PASSAGE PROVIDED:

# # # # #

Lofberg was now temporarily assigned to the 3rd Reserve Fleet During the next year she restricted her sailing to short two-week coastal cruises to train Naval Reserves. On 1 July 1947 Lofberg resumed operations with the Pacific Fleet as flagship for DesRon 7.

===Korean War===
Three years later the outbreak of the Korean War tested the Navy's peacetime stress upon continuous training and physical readiness. On 30 September, under the command of Comdr. R. W. McElrath, Lofberg departed San Francisco on the first of three tours of duty in the new war zone. These operations extended over a three-year period.

# # # # #

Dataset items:

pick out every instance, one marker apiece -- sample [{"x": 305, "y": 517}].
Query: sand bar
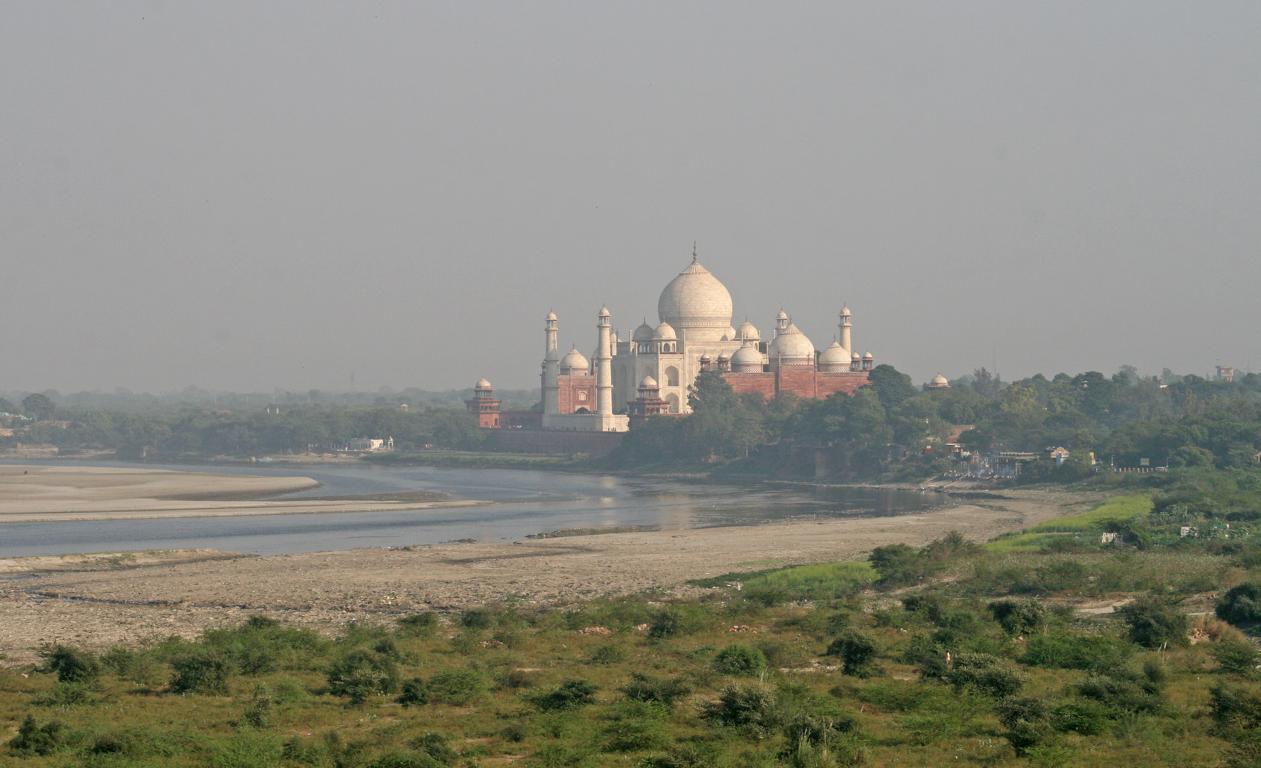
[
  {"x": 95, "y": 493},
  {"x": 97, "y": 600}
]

# # # # #

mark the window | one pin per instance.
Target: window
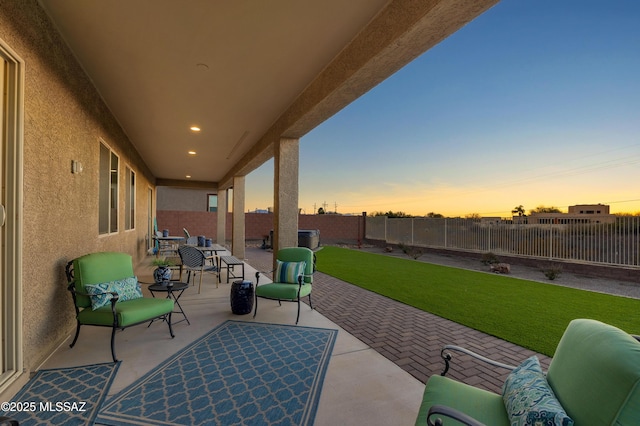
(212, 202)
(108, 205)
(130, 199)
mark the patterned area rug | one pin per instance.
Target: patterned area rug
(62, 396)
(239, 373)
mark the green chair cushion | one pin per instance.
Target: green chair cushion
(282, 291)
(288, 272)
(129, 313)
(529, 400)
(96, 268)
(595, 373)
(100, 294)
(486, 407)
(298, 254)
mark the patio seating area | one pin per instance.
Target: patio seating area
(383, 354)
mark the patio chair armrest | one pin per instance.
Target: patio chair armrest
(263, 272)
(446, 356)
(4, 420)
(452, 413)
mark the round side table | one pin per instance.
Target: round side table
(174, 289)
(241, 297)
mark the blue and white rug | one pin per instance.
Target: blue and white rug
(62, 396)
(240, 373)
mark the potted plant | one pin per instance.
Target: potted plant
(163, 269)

# # # # #

EXERCISE REQUIREMENTS: Reproduce the entire Lofberg passage word for word. These rows have no connection to the Lofberg passage.

FINAL ANSWER:
Lofberg was now temporarily assigned to the 3rd Reserve Fleet During the next year she restricted her sailing to short two-week coastal cruises to train Naval Reserves. On 1 July 1947 Lofberg resumed operations with the Pacific Fleet as flagship for DesRon 7.

===Korean War===
Three years later the outbreak of the Korean War tested the Navy's peacetime stress upon continuous training and physical readiness. On 30 September, under the command of Comdr. R. W. McElrath, Lofberg departed San Francisco on the first of three tours of duty in the new war zone. These operations extended over a three-year period.